§ Task prompt:
Quote all of the entries word for word.

§ Material for the task:
= = = = =
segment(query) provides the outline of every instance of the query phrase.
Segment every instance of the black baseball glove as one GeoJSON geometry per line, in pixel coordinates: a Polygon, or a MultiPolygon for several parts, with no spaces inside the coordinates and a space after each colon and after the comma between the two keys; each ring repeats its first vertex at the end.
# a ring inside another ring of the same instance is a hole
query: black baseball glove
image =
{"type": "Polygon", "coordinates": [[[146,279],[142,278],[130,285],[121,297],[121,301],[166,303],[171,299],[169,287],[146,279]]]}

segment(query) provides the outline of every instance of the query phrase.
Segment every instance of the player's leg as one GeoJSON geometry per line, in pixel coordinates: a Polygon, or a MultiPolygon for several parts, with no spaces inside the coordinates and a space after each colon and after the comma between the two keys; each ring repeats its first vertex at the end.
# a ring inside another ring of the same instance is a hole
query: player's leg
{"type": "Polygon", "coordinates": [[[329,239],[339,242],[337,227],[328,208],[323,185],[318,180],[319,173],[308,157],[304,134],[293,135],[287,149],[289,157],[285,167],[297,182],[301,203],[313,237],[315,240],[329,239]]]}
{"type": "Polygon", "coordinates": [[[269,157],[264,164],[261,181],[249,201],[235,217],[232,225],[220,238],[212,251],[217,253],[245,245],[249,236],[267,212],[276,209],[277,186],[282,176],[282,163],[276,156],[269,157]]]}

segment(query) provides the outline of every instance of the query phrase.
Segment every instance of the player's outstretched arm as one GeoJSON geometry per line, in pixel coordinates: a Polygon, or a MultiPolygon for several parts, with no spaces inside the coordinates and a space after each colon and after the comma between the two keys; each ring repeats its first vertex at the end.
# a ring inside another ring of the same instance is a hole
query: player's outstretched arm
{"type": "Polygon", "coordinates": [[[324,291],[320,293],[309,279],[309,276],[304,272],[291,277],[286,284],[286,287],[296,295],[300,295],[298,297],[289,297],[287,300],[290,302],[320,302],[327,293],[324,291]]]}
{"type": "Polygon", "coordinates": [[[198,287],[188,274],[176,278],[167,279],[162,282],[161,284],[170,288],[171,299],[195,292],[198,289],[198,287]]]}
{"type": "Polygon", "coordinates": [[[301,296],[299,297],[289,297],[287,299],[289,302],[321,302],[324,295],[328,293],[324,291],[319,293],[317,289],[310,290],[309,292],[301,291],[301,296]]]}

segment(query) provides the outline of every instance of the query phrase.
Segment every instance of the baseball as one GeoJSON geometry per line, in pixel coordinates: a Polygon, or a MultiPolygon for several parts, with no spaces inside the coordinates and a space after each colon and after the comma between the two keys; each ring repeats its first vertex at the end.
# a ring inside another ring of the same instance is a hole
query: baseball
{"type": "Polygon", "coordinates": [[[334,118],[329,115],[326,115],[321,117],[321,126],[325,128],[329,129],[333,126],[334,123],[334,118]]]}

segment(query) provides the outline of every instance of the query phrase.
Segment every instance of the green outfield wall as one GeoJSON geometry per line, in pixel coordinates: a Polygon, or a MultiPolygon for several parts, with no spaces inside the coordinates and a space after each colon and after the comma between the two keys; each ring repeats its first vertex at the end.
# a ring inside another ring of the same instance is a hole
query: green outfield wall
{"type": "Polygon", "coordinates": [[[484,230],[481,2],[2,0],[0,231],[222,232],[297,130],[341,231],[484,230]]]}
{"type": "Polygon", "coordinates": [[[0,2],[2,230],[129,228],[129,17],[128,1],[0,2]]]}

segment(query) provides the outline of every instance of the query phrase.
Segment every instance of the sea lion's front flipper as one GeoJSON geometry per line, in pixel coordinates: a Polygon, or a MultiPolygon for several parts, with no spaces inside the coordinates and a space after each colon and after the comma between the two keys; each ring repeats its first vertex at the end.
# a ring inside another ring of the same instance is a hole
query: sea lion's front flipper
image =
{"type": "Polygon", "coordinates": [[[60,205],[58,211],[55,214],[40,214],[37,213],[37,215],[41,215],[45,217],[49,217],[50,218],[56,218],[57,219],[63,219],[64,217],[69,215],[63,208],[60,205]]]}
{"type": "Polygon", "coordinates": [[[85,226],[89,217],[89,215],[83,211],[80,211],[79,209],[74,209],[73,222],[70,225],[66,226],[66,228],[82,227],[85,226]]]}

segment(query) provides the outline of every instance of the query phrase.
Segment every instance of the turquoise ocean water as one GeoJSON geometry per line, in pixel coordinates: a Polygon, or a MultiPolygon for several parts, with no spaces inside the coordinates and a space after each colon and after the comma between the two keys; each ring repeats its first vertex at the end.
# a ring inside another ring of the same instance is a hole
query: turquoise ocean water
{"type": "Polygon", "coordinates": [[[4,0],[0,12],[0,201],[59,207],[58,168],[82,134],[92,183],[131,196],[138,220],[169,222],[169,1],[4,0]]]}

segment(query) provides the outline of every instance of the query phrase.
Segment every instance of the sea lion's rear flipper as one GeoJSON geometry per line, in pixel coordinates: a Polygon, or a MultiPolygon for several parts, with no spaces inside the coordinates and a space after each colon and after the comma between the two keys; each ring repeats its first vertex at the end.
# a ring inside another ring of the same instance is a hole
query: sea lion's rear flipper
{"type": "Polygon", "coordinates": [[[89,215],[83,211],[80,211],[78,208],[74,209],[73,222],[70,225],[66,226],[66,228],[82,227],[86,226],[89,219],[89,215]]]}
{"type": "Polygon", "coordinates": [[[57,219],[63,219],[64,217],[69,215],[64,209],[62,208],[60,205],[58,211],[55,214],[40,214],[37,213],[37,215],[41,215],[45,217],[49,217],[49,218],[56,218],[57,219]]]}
= = = = =
§ Task solution:
segment(query) provides the outline of every instance of the query phrase.
Segment every instance of the black baseball glove as one GeoJSON geometry per line, in pixel coordinates: a Polygon, or a MultiPolygon for several parts, with no spaces inside the coordinates and a space after each colon and after the comma between the two keys; each ring repeats its first vertex at the end.
# a ring inside another ring of the same instance is a hole
query: black baseball glove
image =
{"type": "Polygon", "coordinates": [[[146,279],[142,278],[130,285],[121,297],[121,301],[166,303],[171,299],[169,287],[146,279]]]}

segment(query) provides the outline of every instance of the query phrase.
Segment every instance of the player's leg as one GeoJSON geometry per line, in pixel coordinates: a Polygon, or a MultiPolygon for several parts, with no spaces inside the coordinates and a space after each colon and after the comma between the two keys; each ring repeats its first vertex at the end.
# a ring inside another ring of the same instance is a hole
query: player's leg
{"type": "Polygon", "coordinates": [[[329,239],[339,242],[337,227],[328,208],[323,185],[318,180],[319,173],[308,157],[304,134],[293,135],[287,149],[289,157],[285,167],[297,182],[301,203],[313,237],[315,240],[329,239]]]}
{"type": "Polygon", "coordinates": [[[269,157],[264,164],[261,181],[249,201],[235,217],[232,225],[220,238],[212,251],[217,253],[245,245],[249,236],[267,212],[276,209],[277,186],[282,176],[282,163],[276,156],[269,157]]]}

segment(query) provides the outline of every instance of the query phrase.
Segment every instance of the player's outstretched arm as one GeoJSON geometry per line, in pixel coordinates: a Polygon, or a MultiPolygon for several parts, with no spaces inside the coordinates and a space after each colon and after the comma between the two keys; each ring repeats its first vertex at the end.
# a ring inside another ring of the same instance is a hole
query: player's outstretched arm
{"type": "Polygon", "coordinates": [[[324,291],[320,293],[309,279],[309,276],[304,272],[291,277],[286,284],[286,287],[296,295],[300,295],[298,297],[289,297],[287,300],[290,302],[320,302],[327,293],[324,291]]]}
{"type": "Polygon", "coordinates": [[[198,287],[188,274],[176,278],[167,279],[162,282],[161,284],[170,288],[171,299],[195,292],[198,289],[198,287]]]}
{"type": "Polygon", "coordinates": [[[301,296],[299,297],[289,297],[287,299],[289,302],[321,302],[324,295],[328,293],[324,291],[319,293],[317,289],[310,290],[309,292],[301,291],[301,296]]]}

segment(query) provides the outline of every instance of the query phrase.
Segment every instance of the baseball as one GeoJSON geometry per line, in pixel coordinates: a Polygon, or a MultiPolygon for several parts, with no spaces inside the coordinates and a space after each colon and after the comma between the two keys; each ring repeats its first vertex at the end.
# a ring inside another ring of the same instance is a hole
query: baseball
{"type": "Polygon", "coordinates": [[[334,118],[329,115],[326,115],[321,117],[321,126],[325,128],[329,129],[333,126],[334,123],[334,118]]]}

segment(query) provides the outline of every instance of the query phrase.
Segment every instance of the green outfield wall as one GeoJSON geometry per line, in pixel coordinates: a Polygon, or a MultiPolygon for several parts, with no spaces inside the coordinates and a space after each colon and after the comma between the two keys; each ring repeats its first vertex at the end.
# a ring inside another ring of the same instance is a hole
query: green outfield wall
{"type": "Polygon", "coordinates": [[[484,230],[481,2],[2,0],[0,231],[222,232],[297,130],[341,231],[484,230]]]}
{"type": "Polygon", "coordinates": [[[0,2],[2,230],[129,228],[129,17],[128,1],[0,2]]]}

segment(query) provides the outline of every instance of the query phrase.
Segment every instance of the sea lion's front flipper as one GeoJSON geometry per line, in pixel coordinates: a Polygon, or a MultiPolygon for several parts, with no spaces inside the coordinates and a space after each colon and after the comma between the two keys; each ring repeats its first vertex at the end.
# a ring inside another ring of the same instance is a hole
query: sea lion's front flipper
image =
{"type": "Polygon", "coordinates": [[[60,205],[58,211],[55,214],[40,214],[37,213],[37,215],[41,215],[45,217],[49,217],[50,218],[56,218],[57,219],[63,219],[64,217],[69,215],[63,208],[60,205]]]}
{"type": "Polygon", "coordinates": [[[85,226],[89,217],[89,215],[83,211],[80,211],[79,209],[74,209],[73,222],[70,225],[66,226],[66,228],[82,227],[85,226]]]}

segment(query) provides the outline of every instance of the query phrase.
Segment every instance of the turquoise ocean water as one GeoJSON geometry per line, in pixel coordinates: a Polygon, or a MultiPolygon for several parts, with no spaces inside the coordinates and a space after each colon and after the comma between the two keys; each ring repeats its first vertex at the end.
# a ring inside another ring of the same instance is a hole
query: turquoise ocean water
{"type": "Polygon", "coordinates": [[[4,0],[0,12],[0,201],[59,207],[58,168],[82,134],[92,183],[131,196],[138,220],[169,222],[169,1],[4,0]]]}

segment(query) provides the outline of every instance of the query phrase.
Segment every instance of the sea lion's rear flipper as one GeoJSON geometry per line, in pixel coordinates: a Polygon, or a MultiPolygon for several parts, with no spaces inside the coordinates and a space after each colon and after the comma between the two keys; each ring repeats its first vertex at the end.
# a ring inside another ring of the same instance is a hole
query: sea lion's rear flipper
{"type": "Polygon", "coordinates": [[[89,215],[83,211],[80,211],[78,208],[74,209],[73,222],[70,225],[66,226],[66,228],[82,227],[86,226],[89,219],[89,215]]]}
{"type": "Polygon", "coordinates": [[[57,219],[63,219],[64,217],[69,215],[64,209],[62,208],[60,205],[58,211],[55,214],[40,214],[37,213],[37,215],[41,215],[45,217],[49,217],[49,218],[56,218],[57,219]]]}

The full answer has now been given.